> [Exercise objective] For the entries below, work out how many lines contain the string "black" and write only the number.

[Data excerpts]
● ● ●
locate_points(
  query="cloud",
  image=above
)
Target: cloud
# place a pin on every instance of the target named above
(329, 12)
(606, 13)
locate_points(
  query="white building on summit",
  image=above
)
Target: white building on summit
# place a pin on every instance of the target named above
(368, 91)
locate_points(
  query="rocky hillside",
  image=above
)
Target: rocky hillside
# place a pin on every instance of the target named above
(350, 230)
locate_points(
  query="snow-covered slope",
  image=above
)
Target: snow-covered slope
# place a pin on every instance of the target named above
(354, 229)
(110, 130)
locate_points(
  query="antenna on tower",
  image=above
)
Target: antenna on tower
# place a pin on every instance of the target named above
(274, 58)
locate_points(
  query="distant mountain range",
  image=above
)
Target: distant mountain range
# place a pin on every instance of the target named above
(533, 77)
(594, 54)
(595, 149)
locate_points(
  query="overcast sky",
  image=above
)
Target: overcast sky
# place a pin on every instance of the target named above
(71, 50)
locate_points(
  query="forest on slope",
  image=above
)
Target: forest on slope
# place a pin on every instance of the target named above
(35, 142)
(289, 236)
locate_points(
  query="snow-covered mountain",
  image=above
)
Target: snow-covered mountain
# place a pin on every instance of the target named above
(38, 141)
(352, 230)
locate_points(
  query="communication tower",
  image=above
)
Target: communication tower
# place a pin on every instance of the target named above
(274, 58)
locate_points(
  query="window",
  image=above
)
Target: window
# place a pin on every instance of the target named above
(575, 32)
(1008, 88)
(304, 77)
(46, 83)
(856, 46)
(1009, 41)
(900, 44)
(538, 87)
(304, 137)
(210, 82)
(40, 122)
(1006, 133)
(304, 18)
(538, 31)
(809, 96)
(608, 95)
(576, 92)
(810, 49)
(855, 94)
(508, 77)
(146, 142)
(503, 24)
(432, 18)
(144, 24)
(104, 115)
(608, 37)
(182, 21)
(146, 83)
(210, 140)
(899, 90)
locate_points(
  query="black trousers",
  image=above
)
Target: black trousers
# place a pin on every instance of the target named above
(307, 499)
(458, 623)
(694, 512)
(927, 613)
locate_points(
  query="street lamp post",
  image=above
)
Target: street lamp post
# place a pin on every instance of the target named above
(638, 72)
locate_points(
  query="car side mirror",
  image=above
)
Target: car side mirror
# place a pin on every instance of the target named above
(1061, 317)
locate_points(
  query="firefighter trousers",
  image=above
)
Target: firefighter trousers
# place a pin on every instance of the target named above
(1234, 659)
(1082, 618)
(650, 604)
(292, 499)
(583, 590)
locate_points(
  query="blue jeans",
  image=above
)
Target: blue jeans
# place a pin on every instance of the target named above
● ● ●
> [Exercise solution] 2